Spatial localization data:
────────────────────
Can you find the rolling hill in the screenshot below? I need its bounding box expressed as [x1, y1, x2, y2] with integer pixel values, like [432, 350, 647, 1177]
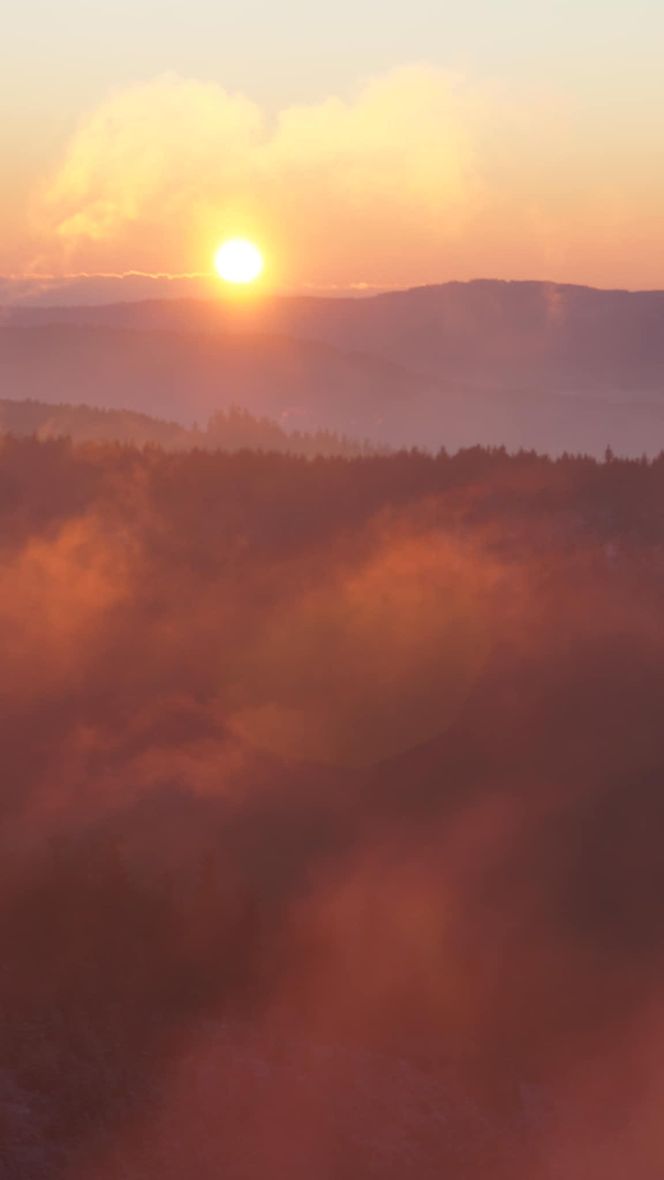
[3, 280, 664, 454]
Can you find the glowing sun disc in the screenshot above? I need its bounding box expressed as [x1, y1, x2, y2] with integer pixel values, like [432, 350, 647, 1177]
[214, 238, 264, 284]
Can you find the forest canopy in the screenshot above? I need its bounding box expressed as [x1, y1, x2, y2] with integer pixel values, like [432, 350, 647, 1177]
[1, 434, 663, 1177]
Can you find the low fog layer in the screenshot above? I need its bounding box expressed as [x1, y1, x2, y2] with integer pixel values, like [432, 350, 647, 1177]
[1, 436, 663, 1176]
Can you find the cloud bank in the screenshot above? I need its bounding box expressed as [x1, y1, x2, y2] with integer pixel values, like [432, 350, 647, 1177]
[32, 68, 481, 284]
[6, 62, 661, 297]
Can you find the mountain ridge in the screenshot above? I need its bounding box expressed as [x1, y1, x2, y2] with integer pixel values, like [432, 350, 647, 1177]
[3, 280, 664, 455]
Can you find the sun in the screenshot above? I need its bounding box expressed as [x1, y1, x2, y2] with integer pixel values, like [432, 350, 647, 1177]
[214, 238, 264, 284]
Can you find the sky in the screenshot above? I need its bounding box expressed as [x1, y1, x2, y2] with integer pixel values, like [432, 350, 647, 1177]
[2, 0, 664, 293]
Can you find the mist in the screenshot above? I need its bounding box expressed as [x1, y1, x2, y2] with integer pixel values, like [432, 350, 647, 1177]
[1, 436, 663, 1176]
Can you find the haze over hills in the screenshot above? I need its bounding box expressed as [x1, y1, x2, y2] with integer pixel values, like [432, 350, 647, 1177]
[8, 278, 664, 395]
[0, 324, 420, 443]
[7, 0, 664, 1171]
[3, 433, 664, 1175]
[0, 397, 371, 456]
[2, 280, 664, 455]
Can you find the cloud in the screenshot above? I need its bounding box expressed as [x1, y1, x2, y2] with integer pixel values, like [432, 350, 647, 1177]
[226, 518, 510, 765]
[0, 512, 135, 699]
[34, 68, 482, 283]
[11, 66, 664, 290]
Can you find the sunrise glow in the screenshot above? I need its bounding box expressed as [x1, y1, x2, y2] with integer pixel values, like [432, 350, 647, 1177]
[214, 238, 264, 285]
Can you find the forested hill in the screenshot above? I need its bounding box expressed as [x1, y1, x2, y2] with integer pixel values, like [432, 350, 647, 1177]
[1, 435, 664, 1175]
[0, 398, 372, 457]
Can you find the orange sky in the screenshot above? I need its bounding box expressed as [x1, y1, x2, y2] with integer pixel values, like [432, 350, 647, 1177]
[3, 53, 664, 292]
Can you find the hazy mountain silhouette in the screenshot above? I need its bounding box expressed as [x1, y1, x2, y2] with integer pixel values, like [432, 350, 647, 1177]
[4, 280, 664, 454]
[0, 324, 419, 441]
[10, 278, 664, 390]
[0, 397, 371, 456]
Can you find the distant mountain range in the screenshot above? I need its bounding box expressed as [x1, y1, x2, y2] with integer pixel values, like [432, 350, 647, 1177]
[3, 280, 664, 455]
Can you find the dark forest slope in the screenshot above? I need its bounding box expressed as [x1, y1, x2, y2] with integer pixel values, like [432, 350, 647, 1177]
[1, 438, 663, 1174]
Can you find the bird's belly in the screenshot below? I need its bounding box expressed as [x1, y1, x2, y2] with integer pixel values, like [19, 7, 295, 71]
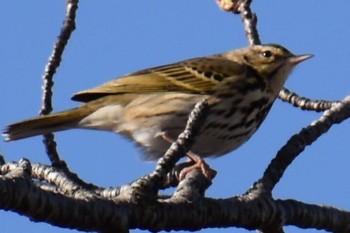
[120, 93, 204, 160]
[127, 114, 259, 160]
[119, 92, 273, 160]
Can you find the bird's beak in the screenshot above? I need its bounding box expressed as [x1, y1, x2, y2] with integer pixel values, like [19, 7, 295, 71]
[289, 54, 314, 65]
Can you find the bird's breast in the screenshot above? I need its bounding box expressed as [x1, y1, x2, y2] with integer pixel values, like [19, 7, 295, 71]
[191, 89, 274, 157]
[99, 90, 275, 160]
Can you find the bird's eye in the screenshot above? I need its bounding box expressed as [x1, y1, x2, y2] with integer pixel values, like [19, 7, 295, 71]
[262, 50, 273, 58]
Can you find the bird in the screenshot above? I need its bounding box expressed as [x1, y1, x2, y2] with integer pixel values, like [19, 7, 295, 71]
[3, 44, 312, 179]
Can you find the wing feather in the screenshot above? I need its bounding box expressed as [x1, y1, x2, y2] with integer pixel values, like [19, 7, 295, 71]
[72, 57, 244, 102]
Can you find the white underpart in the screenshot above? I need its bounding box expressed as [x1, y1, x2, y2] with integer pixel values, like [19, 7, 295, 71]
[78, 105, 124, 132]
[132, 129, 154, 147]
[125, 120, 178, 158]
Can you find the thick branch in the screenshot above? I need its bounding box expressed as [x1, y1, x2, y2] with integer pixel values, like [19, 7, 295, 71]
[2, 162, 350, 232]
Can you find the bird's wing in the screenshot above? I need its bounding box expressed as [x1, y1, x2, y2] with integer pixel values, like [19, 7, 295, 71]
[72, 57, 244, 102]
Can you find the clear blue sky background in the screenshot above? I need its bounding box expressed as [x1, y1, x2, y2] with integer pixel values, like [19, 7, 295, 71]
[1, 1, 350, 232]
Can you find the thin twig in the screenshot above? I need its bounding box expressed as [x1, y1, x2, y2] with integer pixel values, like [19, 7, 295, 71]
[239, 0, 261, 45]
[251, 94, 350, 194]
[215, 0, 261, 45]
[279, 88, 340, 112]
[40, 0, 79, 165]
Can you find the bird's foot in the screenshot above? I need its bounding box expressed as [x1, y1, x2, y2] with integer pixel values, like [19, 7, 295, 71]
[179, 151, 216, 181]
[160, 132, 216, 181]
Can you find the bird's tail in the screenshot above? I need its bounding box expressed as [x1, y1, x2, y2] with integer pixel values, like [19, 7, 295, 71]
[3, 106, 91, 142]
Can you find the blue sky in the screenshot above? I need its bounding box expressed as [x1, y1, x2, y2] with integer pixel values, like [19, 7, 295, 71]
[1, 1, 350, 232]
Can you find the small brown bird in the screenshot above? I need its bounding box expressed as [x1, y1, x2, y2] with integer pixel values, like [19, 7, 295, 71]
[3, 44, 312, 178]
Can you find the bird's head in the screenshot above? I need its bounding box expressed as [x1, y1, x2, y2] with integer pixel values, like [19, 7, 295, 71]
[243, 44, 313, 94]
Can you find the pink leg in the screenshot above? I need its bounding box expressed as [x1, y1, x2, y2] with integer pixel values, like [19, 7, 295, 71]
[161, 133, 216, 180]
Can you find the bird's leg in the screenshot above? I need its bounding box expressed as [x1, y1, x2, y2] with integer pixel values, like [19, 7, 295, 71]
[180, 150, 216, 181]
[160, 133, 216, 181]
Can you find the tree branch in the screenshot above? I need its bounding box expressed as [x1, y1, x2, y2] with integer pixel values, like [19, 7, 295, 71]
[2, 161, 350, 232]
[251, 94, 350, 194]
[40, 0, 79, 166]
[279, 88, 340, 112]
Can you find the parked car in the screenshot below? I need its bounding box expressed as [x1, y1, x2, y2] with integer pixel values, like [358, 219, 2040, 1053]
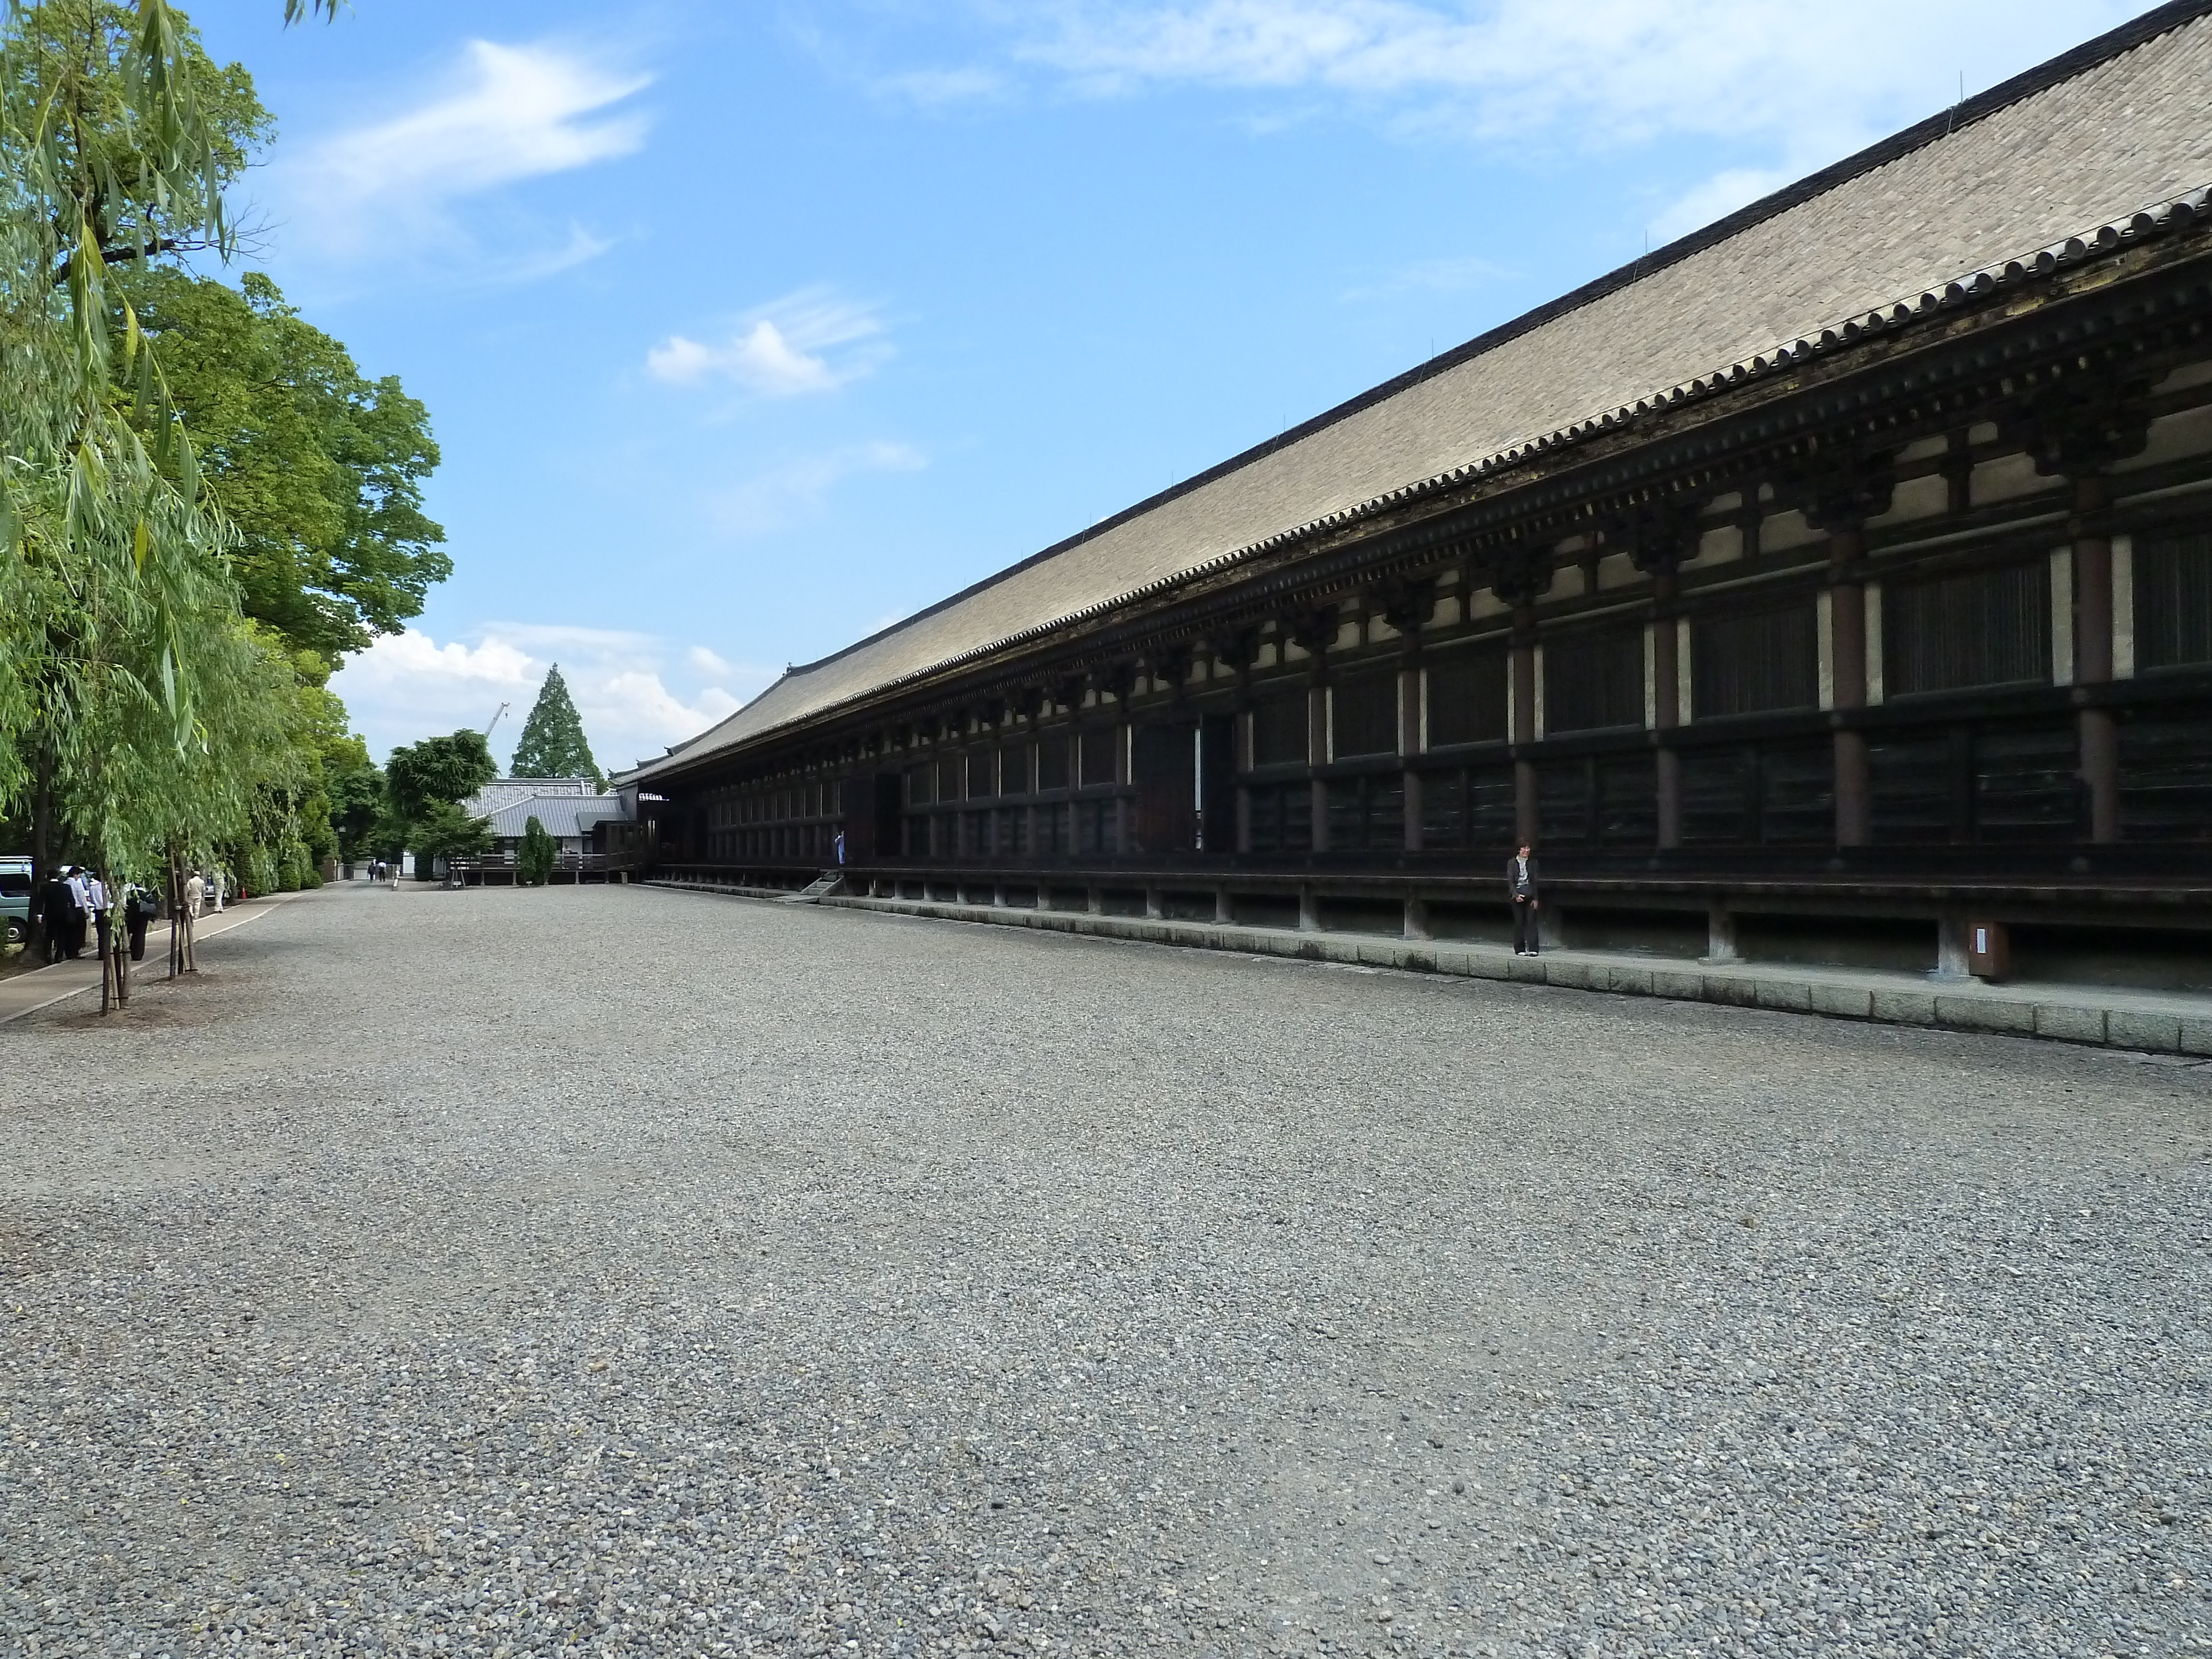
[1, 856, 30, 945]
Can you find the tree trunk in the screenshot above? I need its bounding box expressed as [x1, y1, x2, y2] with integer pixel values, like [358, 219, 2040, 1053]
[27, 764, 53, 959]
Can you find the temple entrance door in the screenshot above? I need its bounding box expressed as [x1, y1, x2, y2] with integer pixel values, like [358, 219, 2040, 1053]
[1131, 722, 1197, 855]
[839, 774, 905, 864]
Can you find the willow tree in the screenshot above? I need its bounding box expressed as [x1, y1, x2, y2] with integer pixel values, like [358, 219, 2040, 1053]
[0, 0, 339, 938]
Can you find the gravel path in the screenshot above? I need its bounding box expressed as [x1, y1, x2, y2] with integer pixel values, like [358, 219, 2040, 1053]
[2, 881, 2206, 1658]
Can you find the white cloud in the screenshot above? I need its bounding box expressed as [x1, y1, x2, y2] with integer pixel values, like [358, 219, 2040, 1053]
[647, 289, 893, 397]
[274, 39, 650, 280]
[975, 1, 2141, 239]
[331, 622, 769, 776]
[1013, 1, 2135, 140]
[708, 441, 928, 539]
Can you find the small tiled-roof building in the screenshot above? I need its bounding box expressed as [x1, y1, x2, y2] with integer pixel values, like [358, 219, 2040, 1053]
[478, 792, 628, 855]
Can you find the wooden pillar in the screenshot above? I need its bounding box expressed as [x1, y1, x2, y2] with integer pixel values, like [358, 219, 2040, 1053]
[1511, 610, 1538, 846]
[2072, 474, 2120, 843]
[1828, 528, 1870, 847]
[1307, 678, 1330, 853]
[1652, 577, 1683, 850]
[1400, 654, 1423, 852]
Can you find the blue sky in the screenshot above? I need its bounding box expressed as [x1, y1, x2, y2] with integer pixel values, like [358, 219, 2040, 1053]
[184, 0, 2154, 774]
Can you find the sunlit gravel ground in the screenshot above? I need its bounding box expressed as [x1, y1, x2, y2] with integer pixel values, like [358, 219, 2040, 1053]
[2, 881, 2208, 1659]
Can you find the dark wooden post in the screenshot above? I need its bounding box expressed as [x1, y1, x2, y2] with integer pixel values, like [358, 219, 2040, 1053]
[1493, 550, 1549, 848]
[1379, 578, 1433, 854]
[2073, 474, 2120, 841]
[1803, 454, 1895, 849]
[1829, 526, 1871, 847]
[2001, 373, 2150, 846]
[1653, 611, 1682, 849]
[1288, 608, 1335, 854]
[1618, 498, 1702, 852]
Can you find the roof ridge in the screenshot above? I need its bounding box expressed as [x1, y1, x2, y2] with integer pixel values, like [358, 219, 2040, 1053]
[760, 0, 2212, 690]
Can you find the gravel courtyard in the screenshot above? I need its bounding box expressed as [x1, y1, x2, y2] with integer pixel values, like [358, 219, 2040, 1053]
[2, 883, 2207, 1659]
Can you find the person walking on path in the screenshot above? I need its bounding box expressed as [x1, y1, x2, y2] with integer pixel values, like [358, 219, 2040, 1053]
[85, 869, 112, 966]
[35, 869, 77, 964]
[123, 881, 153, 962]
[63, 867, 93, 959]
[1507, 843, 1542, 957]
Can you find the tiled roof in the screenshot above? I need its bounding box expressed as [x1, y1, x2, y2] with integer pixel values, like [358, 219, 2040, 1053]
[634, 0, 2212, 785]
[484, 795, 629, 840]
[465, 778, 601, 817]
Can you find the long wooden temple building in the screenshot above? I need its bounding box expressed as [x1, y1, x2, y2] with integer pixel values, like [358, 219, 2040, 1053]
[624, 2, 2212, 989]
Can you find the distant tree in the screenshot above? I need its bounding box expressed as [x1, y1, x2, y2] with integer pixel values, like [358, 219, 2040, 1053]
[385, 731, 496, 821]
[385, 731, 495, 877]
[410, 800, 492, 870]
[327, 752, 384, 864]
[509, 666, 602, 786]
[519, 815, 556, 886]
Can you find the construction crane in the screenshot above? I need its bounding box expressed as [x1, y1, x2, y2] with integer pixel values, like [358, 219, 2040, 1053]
────────────────────
What to produce - Return, without any change, only the lines from the one containing "Can you find the distant tree" through the last line of the entries above.

Written solution -
Can you find the distant tree in the screenshot above? I need its bounding box expressed as [x1, y1, x2, y2] with integer pixel values, like [358, 219, 2040, 1053]
[385, 731, 496, 821]
[385, 731, 495, 877]
[410, 800, 492, 870]
[327, 752, 384, 864]
[509, 666, 602, 786]
[519, 815, 556, 886]
Can you find the construction crane in the screenshot above? I need its bounding box expressed as [x1, y1, x2, y2] with integer pixel values, like [358, 219, 2040, 1053]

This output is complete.